§ TASK ITEM:
Which lines of the entries contain the string "polo"? Copy each of them.

§ EXERCISE INPUT:
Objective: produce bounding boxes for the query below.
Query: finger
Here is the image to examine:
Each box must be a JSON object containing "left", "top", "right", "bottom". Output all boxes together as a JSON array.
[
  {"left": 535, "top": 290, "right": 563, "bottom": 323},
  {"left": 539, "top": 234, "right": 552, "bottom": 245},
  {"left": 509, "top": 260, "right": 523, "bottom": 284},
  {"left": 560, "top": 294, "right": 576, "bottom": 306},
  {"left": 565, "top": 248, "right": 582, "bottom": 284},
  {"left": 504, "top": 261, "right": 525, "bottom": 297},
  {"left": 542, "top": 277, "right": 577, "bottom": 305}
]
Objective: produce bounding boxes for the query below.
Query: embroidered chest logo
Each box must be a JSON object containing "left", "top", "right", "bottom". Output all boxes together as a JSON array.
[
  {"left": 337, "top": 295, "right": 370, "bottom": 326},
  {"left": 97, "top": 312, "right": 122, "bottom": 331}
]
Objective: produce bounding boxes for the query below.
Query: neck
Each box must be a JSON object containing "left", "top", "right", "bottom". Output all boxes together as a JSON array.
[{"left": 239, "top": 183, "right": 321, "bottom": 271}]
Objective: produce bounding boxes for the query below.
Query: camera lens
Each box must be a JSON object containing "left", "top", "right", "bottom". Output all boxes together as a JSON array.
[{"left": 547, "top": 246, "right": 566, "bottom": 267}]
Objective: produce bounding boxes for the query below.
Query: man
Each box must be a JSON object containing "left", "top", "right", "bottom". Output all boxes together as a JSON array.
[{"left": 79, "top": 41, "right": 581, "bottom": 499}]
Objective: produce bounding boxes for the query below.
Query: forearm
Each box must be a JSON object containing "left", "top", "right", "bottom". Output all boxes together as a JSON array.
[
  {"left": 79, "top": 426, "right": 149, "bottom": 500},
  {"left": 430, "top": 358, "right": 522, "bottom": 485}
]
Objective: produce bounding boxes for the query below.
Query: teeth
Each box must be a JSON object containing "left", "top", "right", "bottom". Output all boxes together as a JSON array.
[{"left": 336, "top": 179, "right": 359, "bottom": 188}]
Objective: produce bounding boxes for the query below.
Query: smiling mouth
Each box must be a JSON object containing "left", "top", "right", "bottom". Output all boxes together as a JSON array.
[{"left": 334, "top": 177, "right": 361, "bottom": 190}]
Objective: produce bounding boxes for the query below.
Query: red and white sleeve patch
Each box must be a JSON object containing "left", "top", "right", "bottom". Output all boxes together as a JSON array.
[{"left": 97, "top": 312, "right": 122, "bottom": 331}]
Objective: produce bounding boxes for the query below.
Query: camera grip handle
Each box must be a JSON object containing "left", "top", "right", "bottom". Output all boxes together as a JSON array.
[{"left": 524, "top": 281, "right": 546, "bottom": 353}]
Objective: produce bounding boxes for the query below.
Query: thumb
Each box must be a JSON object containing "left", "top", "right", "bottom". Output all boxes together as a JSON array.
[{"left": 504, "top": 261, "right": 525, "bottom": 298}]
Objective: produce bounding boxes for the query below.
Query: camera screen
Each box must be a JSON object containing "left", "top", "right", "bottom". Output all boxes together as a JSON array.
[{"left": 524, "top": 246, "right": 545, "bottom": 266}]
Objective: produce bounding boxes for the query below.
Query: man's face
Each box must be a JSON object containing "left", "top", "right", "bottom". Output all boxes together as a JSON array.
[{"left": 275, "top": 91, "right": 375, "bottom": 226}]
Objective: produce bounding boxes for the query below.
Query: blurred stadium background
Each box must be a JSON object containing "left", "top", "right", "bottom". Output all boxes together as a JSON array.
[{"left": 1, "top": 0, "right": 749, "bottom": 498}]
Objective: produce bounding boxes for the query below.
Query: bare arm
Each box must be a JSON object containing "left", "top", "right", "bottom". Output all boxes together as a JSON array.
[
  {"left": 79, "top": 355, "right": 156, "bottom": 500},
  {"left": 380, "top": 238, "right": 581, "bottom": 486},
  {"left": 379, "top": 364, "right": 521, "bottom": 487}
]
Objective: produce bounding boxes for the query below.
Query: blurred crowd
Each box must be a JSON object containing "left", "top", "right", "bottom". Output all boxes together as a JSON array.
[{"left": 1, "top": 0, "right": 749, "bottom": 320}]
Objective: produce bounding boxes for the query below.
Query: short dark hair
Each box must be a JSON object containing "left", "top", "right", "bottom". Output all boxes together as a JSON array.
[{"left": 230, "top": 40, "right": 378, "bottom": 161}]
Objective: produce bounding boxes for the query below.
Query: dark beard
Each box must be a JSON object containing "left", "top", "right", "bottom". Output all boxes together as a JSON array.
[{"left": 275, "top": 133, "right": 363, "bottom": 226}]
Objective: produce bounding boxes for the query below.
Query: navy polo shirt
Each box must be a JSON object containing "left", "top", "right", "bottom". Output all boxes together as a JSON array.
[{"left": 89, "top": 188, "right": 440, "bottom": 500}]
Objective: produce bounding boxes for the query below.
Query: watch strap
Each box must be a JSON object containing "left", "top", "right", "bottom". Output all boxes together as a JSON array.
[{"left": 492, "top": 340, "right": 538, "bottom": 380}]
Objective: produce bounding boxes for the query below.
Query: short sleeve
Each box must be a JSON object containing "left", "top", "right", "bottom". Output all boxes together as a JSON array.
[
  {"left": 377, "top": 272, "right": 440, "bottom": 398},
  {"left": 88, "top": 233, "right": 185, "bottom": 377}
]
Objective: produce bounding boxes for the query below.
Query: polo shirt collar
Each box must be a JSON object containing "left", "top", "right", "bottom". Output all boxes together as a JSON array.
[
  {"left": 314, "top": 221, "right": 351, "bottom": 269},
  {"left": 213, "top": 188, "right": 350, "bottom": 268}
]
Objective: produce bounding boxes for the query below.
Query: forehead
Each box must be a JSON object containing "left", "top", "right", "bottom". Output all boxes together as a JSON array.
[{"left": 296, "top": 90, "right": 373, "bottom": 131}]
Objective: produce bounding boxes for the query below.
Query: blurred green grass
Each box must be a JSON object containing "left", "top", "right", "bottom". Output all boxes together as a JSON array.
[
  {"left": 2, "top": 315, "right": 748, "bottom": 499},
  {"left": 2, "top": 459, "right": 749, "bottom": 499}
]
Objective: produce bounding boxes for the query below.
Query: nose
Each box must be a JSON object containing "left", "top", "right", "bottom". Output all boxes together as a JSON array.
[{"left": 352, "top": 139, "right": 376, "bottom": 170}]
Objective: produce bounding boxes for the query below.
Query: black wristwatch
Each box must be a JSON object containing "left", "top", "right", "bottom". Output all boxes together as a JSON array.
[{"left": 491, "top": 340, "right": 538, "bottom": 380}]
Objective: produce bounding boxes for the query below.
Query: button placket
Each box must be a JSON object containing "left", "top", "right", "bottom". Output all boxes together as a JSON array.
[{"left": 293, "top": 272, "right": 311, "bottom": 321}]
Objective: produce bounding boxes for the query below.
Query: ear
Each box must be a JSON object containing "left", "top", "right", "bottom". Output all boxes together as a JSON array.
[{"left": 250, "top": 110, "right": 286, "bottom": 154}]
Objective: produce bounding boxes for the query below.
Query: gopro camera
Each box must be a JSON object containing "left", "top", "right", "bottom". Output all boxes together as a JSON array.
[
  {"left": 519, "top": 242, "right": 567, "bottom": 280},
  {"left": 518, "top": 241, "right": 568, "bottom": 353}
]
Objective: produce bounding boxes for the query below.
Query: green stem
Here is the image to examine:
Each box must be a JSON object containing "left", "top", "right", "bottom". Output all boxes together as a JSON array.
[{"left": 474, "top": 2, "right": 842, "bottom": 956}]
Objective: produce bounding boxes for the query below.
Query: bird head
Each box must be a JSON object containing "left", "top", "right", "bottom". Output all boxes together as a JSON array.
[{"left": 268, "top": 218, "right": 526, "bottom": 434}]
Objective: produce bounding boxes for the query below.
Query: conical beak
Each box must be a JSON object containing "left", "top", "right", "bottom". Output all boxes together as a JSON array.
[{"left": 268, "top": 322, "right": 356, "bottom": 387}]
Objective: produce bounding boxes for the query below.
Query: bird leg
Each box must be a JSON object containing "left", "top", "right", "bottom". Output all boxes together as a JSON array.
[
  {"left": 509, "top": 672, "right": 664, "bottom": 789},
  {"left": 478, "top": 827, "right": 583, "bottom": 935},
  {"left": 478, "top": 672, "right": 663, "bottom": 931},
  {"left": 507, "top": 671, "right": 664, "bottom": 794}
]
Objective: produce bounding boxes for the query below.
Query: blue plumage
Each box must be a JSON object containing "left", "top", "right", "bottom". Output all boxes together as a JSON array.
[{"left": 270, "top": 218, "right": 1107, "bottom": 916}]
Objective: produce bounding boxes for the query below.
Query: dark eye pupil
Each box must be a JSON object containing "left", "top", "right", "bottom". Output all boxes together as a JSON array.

§ THE COMPLETED TASK:
Query: navy polo shirt
Query: polo shirt collar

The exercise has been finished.